• [Material for the task]
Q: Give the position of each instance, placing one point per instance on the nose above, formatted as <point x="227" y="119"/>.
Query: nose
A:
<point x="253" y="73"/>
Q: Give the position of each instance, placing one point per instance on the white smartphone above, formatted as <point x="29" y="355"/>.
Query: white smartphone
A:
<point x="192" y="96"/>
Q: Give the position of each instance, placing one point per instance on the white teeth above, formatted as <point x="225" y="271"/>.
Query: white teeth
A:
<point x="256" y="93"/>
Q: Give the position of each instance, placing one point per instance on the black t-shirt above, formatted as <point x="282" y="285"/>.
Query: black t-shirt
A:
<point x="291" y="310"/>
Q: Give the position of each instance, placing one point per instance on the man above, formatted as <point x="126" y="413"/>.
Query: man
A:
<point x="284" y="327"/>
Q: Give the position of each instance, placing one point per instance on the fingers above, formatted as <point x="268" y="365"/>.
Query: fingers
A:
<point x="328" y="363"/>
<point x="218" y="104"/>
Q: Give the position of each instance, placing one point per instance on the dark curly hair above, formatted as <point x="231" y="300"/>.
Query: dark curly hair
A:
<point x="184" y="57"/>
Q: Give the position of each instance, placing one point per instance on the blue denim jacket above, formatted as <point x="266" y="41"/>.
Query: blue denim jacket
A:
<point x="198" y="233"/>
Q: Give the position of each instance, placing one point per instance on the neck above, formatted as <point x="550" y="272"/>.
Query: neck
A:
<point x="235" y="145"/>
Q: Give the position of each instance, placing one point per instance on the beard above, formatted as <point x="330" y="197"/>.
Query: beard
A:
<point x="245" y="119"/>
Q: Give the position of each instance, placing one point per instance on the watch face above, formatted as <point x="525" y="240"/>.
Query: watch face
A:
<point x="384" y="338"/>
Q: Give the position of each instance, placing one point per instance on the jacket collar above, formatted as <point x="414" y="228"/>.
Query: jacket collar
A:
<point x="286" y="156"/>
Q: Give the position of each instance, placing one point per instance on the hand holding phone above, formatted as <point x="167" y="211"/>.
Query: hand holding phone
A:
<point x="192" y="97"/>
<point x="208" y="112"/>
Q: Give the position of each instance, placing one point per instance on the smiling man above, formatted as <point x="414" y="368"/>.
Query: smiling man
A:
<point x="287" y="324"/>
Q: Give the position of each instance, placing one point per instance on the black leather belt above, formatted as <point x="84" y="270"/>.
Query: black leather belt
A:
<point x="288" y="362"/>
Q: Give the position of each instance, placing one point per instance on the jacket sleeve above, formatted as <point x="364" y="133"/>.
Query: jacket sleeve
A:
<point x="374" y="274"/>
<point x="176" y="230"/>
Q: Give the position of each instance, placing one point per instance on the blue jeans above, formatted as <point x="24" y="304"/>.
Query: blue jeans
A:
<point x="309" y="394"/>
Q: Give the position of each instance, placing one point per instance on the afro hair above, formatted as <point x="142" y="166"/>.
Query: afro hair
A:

• [Short problem]
Starting at the line containing "the black leather" and ending at the last of the rows, reproduce those lines with "jacket sleeve" switched to "coat sleeve" throughout and everything else left as is.

• [Response]
Q: Give the position of each instance, placing one point per instance on the black leather belt above, formatted as <point x="84" y="270"/>.
Query: black leather belt
A:
<point x="288" y="362"/>
Q: Give the position of each instance, placing one point per instance on the coat sleeve above, formatted as <point x="364" y="133"/>.
Query: coat sleeve
A:
<point x="374" y="274"/>
<point x="176" y="230"/>
Q: Give the position of each instance, placing one point per instance on the blue jeans above, formatted as <point x="24" y="304"/>.
Query: blue jeans
A:
<point x="309" y="394"/>
Q: Give the position of each instance, placing one point per instance on the afro hair above, formatted as <point x="142" y="166"/>.
Query: afro hair
A:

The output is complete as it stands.